:: Given information ::
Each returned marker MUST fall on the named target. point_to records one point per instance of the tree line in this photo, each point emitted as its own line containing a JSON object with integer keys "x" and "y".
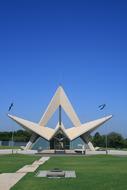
{"x": 18, "y": 136}
{"x": 114, "y": 140}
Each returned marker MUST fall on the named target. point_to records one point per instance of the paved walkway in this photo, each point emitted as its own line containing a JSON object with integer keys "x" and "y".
{"x": 8, "y": 180}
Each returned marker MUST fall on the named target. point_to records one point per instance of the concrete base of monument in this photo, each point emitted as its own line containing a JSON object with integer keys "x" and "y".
{"x": 56, "y": 173}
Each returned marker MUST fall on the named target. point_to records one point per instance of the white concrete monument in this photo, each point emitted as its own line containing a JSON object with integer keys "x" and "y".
{"x": 60, "y": 137}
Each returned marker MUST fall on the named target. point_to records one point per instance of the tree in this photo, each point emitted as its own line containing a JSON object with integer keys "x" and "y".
{"x": 116, "y": 140}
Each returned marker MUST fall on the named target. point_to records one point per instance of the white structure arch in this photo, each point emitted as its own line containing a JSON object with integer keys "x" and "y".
{"x": 78, "y": 130}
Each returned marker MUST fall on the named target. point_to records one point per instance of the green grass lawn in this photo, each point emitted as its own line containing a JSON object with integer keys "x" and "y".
{"x": 11, "y": 163}
{"x": 93, "y": 173}
{"x": 9, "y": 147}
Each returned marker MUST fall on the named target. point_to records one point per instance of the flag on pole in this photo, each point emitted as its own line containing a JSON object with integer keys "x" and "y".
{"x": 9, "y": 109}
{"x": 101, "y": 107}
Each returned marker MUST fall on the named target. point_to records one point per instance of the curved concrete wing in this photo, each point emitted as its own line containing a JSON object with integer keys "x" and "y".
{"x": 75, "y": 132}
{"x": 44, "y": 132}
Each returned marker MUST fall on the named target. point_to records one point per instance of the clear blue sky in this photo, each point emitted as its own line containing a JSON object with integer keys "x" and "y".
{"x": 79, "y": 44}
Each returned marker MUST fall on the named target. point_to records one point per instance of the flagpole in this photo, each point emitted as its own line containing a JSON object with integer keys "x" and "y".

:: Aim ::
Update the listing above so that every "photo" reads "image" instead, leaving all other text unchanged. Omit the pictures from your answer.

:: Reply to the task ::
Each returned marker MUST fall on the named target. point_to records one point per instance of the tree line in this image, each point emitted as its own line containing a JSON object with integer keys "x" and "y".
{"x": 18, "y": 136}
{"x": 114, "y": 140}
Each returned marker MUST fall on the named target. point_to records one point per instance of the paved walkway in this image, each point emitted as its own line containing a JSON object with integer keys "x" and "y".
{"x": 8, "y": 180}
Each returned marker MUST fall on the named target. point_to records one point per instance of the concrete base of monument in this image, each point emitted as its own line containing a JSON object with integer keys "x" and "y".
{"x": 56, "y": 173}
Each returned marker MUST fall on the named target. point_to records one point per instance of the white concrete monument in this image, each point emitted as its own line containing a JSON object with integer keys "x" and "y".
{"x": 60, "y": 137}
Each returned marker MUST fall on the named target. point_to records one point per instance of the tree in this image, each point emitted as its own line containing a JSON object with integer keys "x" and "y".
{"x": 116, "y": 140}
Each returned marker MUST fall on the named target. point_to records one point per instance of the white structure arch in this image, each point emitted as its own line containing a JSON object with integer keys "x" and "y".
{"x": 78, "y": 130}
Each returned marker MUST fall on the named target. point_to records one point per instance of the green grass lawn in this image, each point emitted as its own line containing a JSON object with integer keys "x" and "y".
{"x": 11, "y": 163}
{"x": 93, "y": 173}
{"x": 9, "y": 147}
Each returned marker MUST fall on the named target. point_to records one point per instance of the flag on pole in this image, each point emitted as its own line containing a JSON object with integer keys "x" and "y".
{"x": 9, "y": 109}
{"x": 101, "y": 107}
Each returned marker MUST fall on the named target. point_to records one point per instance of the curved concrete wing in this image, each point emitted as its own line containing a JSON object with integer keys "x" and "y".
{"x": 75, "y": 132}
{"x": 44, "y": 132}
Each returned marker MUST fall on the named target. point_to records one point per instance of the clear blue sky in this image, each point emitted as its own line containing a JSON object with integer keys "x" and "y".
{"x": 79, "y": 44}
Each returned marker MUST fall on the named target. point_to records one point per instance of the flagpole in this image, each point emitted as its own line containing a JSON object with integer keys "x" and "y".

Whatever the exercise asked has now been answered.